▶ **EXCERPT PROVIDED**:
About October, 1542, he started for the pearl fisheries of the extreme southern coast of the peninsula, desirous of restoring Christianity which, although introduced years before, had almost disappeared on account of the lack of priests. He devoted almost three years to the work of preaching to the people of Western India, converting many, and reaching in his journeys even the Island of Ceylon.
Many were the difficulties and hardships which Francis Xavier had to encounter at this time, sometimes on account of the cruel persecutions which some of the petty kings of the country carried on against the neophytes, and again because the Portuguese soldiers, far from seconding the work of the saint, retarded it by their bad example and vicious habits.

▶ **WHAT YOU NEED TO DO**:
**1.** Reproduce the stretch of the passage on Francis Xavier from "Many were the" through "and vicious habits.".
**2.** Continue the passage on Francis Xavier's mission in India, picking up after its final sentence.
The material after this passage comes from a separate source.

▶ **MATERIAL PROVIDED**:

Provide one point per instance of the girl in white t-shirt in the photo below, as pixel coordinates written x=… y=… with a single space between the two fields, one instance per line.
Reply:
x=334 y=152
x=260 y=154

▶ **THE ANSWERS**:
**1.**
Many were the difficulties and hardships which Francis Xavier had to encounter at this time, sometimes on account of the cruel persecutions which some of the petty kings of the country carried on against the neophytes, and again because the Portuguese soldiers, far from seconding the work of the saint, retarded it by their bad example and vicious habits.

**2.**
He died Dec. 3, 1552, on Sancian island just short of his ultimate goal: China. but his body was shipped to Goa on December 11, 1553, since then it is preserved in a casket here in the Basilica of Bom Jesus. The basilica and the mausoleum there that holds the relics of saint Francis Xavier are a popular pilgrimage site year round. Every 10 years the relics are moved in solemn procession to the nearby Se Cathedral where they are available for public veneration for 44 days.
Some 2.5 million pilgrims of a variety of religious traditions venerated the relics 10 years ago. The hope has been that Pope Francis will be among the visitors next year. Francis has suggested he may visit Sri Lanka next year, but there has been no word about his visiting Goa.
There are many Catholics from Goa, India who are now part of the Parish of St Joseph’s in Maidenhead.